## [Work to be completed]
Give back the entire listing that follows, exactly.

## [Data records]
=== Section Start ===
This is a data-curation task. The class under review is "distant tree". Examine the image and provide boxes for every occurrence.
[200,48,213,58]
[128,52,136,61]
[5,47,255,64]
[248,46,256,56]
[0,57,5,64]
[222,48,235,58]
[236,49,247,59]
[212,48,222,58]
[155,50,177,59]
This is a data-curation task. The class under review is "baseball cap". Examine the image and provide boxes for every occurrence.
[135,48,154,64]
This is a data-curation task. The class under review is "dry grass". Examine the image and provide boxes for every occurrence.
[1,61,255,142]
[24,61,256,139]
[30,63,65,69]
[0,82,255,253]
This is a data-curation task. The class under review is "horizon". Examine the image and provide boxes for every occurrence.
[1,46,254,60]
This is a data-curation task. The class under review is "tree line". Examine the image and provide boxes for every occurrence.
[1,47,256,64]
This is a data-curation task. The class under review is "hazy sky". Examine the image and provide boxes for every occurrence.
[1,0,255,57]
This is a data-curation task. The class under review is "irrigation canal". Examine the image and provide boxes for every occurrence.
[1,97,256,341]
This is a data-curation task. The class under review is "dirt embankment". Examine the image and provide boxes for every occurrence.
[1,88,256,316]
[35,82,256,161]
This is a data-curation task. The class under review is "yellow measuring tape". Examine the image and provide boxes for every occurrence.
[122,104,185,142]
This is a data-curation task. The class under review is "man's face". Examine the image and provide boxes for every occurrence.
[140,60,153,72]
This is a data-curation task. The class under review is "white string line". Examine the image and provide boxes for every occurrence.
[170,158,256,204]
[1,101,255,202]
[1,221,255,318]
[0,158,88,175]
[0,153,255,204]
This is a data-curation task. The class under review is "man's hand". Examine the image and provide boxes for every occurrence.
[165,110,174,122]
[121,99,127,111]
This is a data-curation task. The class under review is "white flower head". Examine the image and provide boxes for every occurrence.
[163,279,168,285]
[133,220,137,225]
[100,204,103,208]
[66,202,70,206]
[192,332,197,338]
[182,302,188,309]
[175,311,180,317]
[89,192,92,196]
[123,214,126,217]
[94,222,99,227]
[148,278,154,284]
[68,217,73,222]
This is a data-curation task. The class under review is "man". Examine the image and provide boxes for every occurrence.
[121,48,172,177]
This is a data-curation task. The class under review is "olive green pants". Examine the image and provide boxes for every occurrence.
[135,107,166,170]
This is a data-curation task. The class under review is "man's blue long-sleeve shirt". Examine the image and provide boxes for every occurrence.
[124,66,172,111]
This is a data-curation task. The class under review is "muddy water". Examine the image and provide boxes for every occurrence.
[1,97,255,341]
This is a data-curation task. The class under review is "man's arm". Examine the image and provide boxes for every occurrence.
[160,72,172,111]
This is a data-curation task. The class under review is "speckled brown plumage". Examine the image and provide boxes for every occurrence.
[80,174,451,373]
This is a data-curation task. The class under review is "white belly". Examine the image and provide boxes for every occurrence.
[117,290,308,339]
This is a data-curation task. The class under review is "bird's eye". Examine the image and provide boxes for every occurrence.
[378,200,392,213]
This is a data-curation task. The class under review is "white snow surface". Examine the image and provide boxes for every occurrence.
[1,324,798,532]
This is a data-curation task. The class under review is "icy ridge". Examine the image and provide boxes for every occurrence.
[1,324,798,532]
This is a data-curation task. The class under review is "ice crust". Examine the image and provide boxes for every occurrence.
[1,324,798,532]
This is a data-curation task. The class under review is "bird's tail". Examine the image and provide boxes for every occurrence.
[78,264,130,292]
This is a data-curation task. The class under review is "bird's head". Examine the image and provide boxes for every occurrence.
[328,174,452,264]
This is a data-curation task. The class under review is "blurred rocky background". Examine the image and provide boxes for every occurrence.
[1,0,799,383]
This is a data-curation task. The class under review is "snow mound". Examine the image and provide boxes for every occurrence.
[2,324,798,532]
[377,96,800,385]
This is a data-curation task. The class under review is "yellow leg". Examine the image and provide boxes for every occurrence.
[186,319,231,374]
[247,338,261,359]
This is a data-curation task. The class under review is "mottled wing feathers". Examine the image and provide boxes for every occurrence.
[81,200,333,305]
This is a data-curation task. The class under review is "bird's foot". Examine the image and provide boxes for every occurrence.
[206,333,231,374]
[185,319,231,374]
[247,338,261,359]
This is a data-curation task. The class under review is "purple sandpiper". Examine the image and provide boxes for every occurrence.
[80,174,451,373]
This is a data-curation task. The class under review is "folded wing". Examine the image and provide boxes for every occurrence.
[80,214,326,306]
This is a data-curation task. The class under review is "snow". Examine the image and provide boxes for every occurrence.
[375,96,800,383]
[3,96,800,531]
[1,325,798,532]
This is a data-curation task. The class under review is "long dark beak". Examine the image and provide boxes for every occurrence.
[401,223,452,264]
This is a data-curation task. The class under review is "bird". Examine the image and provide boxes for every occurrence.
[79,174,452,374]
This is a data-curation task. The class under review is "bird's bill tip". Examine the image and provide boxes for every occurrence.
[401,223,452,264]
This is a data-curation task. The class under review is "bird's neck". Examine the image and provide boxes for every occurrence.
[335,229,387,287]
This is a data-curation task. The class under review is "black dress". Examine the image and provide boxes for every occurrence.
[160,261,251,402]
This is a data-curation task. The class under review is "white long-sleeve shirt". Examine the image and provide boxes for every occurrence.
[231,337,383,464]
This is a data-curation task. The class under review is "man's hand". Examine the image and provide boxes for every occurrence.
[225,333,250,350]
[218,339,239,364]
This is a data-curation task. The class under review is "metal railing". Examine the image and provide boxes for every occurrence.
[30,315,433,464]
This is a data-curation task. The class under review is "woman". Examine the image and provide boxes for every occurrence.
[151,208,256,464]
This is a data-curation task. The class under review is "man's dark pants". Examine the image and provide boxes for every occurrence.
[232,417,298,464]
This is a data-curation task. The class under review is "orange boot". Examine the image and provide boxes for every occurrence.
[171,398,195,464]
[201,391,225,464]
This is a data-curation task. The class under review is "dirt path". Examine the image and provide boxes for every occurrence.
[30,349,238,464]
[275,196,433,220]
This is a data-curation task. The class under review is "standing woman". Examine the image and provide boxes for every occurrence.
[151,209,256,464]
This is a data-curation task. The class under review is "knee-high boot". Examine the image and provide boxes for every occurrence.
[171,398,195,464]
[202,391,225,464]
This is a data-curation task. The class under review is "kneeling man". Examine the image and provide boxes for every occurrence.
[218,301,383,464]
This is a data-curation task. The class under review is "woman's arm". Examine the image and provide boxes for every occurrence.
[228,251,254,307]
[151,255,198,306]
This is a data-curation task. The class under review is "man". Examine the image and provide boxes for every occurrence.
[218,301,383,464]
=== Section End ===
## [Answer space]
This is a data-curation task. The class under review is "distant tree". Examine the image and provide boxes for every occurrence.
[200,48,213,58]
[128,52,136,61]
[5,47,255,64]
[248,46,256,56]
[0,57,5,64]
[222,48,235,58]
[236,49,247,59]
[212,48,222,58]
[155,50,177,59]
This is a data-curation task. The class under review is "baseball cap". Examine the image and provide boxes for every occurrence.
[135,48,154,64]
This is a data-curation task. The class under review is "dry grass". Examine the image and provide boxes for every occurrence.
[1,61,255,142]
[24,61,256,139]
[30,63,65,69]
[0,82,255,253]
This is a data-curation task. The class under review is "horizon". Examine the image and provide boxes for every occurrence.
[1,46,254,60]
This is a data-curation task. The class under review is "tree line". Examine the image and provide boxes for every occurrence.
[1,47,256,64]
This is a data-curation task. The class under review is "hazy sky". Examine the image and provide boxes for every occurrence.
[1,0,255,57]
This is a data-curation task. The class under review is "irrigation canal". Examine the image and provide boxes for every occurrence.
[1,97,256,341]
This is a data-curation task. The class under review is "dirt embankment". Examine the image and provide boxes for every occurrence.
[1,88,256,316]
[35,82,256,161]
This is a data-curation task. The class under review is "yellow measuring tape". Examine the image and provide boxes for every occurrence.
[122,104,185,142]
This is a data-curation task. The class under review is "man's face". Examine the image and provide boxes for every occurrence.
[140,60,153,72]
This is a data-curation task. The class under review is "white string line". Examine the image and provide boxes for every occurrence.
[170,158,256,204]
[1,101,255,202]
[1,221,255,318]
[0,158,88,175]
[0,153,255,204]
This is a data-curation task. The class under review is "man's hand". Examine the image and provide boxes for every occurrence.
[165,110,174,122]
[121,99,127,111]
This is a data-curation task. The class under review is "white flower head". Examine the image and provide boxes for every occurrence.
[163,279,168,285]
[133,220,137,225]
[100,204,103,208]
[66,202,70,206]
[192,332,197,338]
[182,302,188,309]
[175,311,180,317]
[89,192,92,196]
[123,214,126,217]
[94,222,99,227]
[148,278,154,284]
[68,217,73,222]
This is a data-curation task. The class under review is "man". Examine the image and provide boxes for every occurrence.
[121,48,172,177]
This is a data-curation task. The class under review is "olive green pants". Examine the image and provide boxes for every occurrence.
[135,107,166,170]
This is a data-curation task. The class under review is "man's blue long-sleeve shirt". Examine the image and provide boxes for every occurrence.
[124,66,172,111]
This is a data-curation task. The class under review is "muddy water". Examine the image and provide boxes for every occurrence.
[1,97,255,341]
This is a data-curation task. The class under review is "man's arm". Examine the image and provide boxes for every occurrence.
[160,72,172,111]
This is a data-curation task. The class under review is "speckled brown plumage". Examine the image and provide boxes for every occurrence.
[80,174,451,373]
This is a data-curation task. The class under review is "white belly". Examine the image and provide boxes for every occurrence.
[117,290,308,339]
This is a data-curation task. The class under review is "bird's eye". Examine the image and provide boxes for every occurrence.
[378,200,392,213]
This is a data-curation task. The class under review is "white snow surface". Examine the image and provide boxes for every occurrence.
[1,324,798,532]
This is a data-curation task. The class under review is "icy ridge". Examine the image and provide boxes for every occurrence.
[1,324,798,532]
This is a data-curation task. The class under review is "ice crust". Examine the image and provide boxes for every occurrence.
[1,324,798,532]
This is a data-curation task. The class under review is "bird's tail". Examine the image and provide boxes for every occurrence.
[78,264,130,292]
This is a data-curation task. The class under review is "bird's head". Examine the image and provide boxes for every occurrence.
[328,174,452,264]
This is a data-curation task. The class under review is "blurred rocky background". Examine the image and provide boxes for every occurrence.
[1,0,799,383]
This is a data-curation task. The class under review is "snow mound". Examine the image and provide boxes for every occurrence.
[2,324,798,532]
[377,96,800,385]
This is a data-curation task. The class under review is "yellow leg". Examine the image and provide boxes for every occurrence.
[186,319,231,374]
[247,338,261,359]
This is a data-curation task. The class under review is "mottled wing feathers". Examine the image and provide boxes for every occurrence.
[81,200,333,305]
This is a data-curation task. The class under review is "bird's foot". Examine the image and provide boxes for every occurrence.
[206,333,231,374]
[185,319,231,374]
[247,338,261,359]
This is a data-curation task. The class under review is "purple sandpiper". Examine the image and provide boxes for every occurrence.
[80,174,451,373]
This is a data-curation task. The class under review is "folded wing". Examine the image and provide boxes for every occurrence.
[80,214,326,306]
This is a data-curation task. The class under review is "snow". Examine the image and provide boxes for every occurrence.
[375,96,800,383]
[3,96,800,531]
[1,325,798,532]
This is a data-curation task. The class under review is "long dark beak". Examine the image and provide boxes for every occurrence.
[401,223,452,264]
This is a data-curation task. The class under review is "bird". Examine the image and provide boxes for every occurrence.
[79,174,452,374]
This is a data-curation task. The class under review is "bird's bill tip". Examine the image and provide boxes for every occurrence.
[401,223,452,264]
This is a data-curation task. The class under review is "bird's neck". Examine the image and provide boxes for every occurrence.
[335,229,387,287]
This is a data-curation task. The class under review is "black dress". Examine the image and provide boxes for every occurrence.
[160,261,251,402]
This is a data-curation task. The class under review is "white long-sleeve shirt". Examine the image and provide boxes for every occurrence.
[231,337,383,464]
This is a data-curation task. The class under review is "man's hand". Examine the image and provide boxes for every occurrence.
[225,333,250,350]
[218,339,239,364]
This is a data-curation task. The class under review is "metal railing". Examine the image and provide boxes for every occurrence.
[30,315,433,464]
This is a data-curation task. The class under review is "woman". Examine the image and provide boxes for every occurrence.
[151,208,256,464]
This is a data-curation task. The class under review is "man's dark pants". Examine the image and provide boxes for every occurrence.
[232,417,298,464]
This is a data-curation task. The class under review is "orange boot". Examine the image and provide boxes for every occurrence.
[171,398,195,464]
[201,391,225,464]
This is a data-curation task. The class under review is "dirt path". Examine the image and provide boxes for every occurrence.
[30,349,238,464]
[275,196,433,220]
This is a data-curation task. The class under review is "standing woman". Examine the image and provide boxes for every occurrence.
[151,209,256,464]
This is a data-curation task. The class under review is "knee-high boot". Examine the image and provide boxes for every occurrence.
[171,398,195,464]
[202,391,225,464]
This is a data-curation task. The class under review is "kneeling man". Examine the image and provide boxes for every occurrence.
[218,301,383,464]
This is a data-curation task. The class under review is "woman's arm". Examine the image and provide boxes for every occurrence.
[228,251,254,307]
[151,255,198,306]
This is a data-curation task. The class under review is "man". Examine the image and provide boxes for every occurrence.
[218,301,383,464]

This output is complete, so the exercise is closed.